Repeat exactly, and only, the lines from the one containing "target: navy blue shorts" through the end of the records.

===== Material for the task =====

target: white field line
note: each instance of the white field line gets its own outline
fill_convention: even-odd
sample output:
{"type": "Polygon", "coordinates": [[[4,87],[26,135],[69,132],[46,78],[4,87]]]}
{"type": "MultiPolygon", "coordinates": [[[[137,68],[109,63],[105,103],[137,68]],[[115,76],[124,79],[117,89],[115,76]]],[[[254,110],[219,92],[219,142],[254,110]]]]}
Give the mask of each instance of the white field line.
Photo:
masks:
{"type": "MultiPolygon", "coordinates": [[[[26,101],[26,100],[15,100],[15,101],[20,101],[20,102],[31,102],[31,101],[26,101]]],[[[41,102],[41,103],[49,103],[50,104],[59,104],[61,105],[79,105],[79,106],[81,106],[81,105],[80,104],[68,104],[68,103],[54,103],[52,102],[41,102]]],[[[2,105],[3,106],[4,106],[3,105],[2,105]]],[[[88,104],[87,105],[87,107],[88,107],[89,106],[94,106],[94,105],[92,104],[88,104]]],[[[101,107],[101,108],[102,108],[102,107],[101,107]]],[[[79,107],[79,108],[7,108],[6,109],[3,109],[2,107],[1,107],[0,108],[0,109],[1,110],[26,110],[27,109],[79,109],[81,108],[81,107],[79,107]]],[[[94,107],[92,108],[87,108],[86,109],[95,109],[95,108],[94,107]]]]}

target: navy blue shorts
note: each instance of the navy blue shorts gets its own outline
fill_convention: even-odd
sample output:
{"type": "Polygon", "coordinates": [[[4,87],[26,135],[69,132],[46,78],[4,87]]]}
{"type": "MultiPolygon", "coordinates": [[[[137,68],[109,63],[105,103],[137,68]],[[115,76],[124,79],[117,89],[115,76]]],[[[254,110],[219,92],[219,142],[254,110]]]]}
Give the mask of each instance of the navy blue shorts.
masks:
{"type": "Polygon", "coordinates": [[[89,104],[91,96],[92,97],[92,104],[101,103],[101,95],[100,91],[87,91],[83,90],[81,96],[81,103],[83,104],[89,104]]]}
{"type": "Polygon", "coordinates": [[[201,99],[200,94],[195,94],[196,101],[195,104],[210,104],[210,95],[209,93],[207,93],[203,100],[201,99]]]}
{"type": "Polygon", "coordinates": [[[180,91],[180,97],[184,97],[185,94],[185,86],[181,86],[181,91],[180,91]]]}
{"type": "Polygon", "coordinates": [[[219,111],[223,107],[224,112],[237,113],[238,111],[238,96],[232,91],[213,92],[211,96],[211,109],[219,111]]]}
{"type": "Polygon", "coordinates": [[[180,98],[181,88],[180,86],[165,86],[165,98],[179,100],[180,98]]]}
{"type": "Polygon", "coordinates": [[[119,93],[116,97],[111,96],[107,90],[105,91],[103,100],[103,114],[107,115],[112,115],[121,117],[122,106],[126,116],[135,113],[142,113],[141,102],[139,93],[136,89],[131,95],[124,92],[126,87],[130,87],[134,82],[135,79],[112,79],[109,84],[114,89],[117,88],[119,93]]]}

=====

**Exercise answer:**
target: navy blue shorts
note: each instance of the navy blue shorts gets its own outline
fill_convention: even-odd
sample output:
{"type": "Polygon", "coordinates": [[[4,87],[26,135],[69,132],[46,78],[4,87]]]}
{"type": "MultiPolygon", "coordinates": [[[[137,68],[109,63],[105,103],[137,68]],[[115,76],[124,79],[117,89],[115,76]]],[[[254,110],[219,92],[219,142],[254,110]]]]}
Give the mask of each instance of the navy blue shorts.
masks:
{"type": "Polygon", "coordinates": [[[89,104],[91,96],[92,97],[92,104],[101,103],[101,95],[100,91],[87,91],[83,90],[81,96],[81,103],[83,104],[89,104]]]}
{"type": "Polygon", "coordinates": [[[201,99],[200,94],[195,94],[196,101],[195,104],[210,104],[210,95],[209,93],[207,93],[203,100],[201,99]]]}
{"type": "Polygon", "coordinates": [[[180,91],[180,97],[184,97],[185,94],[185,86],[181,86],[181,91],[180,91]]]}
{"type": "Polygon", "coordinates": [[[219,111],[223,107],[224,112],[237,113],[238,111],[238,96],[232,91],[213,92],[211,96],[211,109],[219,111]]]}
{"type": "Polygon", "coordinates": [[[180,98],[181,88],[180,86],[165,86],[165,98],[179,100],[180,98]]]}
{"type": "Polygon", "coordinates": [[[119,93],[116,97],[111,96],[107,90],[105,91],[103,100],[103,114],[107,115],[112,115],[121,117],[122,106],[126,116],[135,113],[142,113],[141,102],[139,93],[136,89],[131,95],[124,92],[126,87],[130,87],[134,82],[135,79],[112,79],[109,84],[114,89],[117,88],[119,93]]]}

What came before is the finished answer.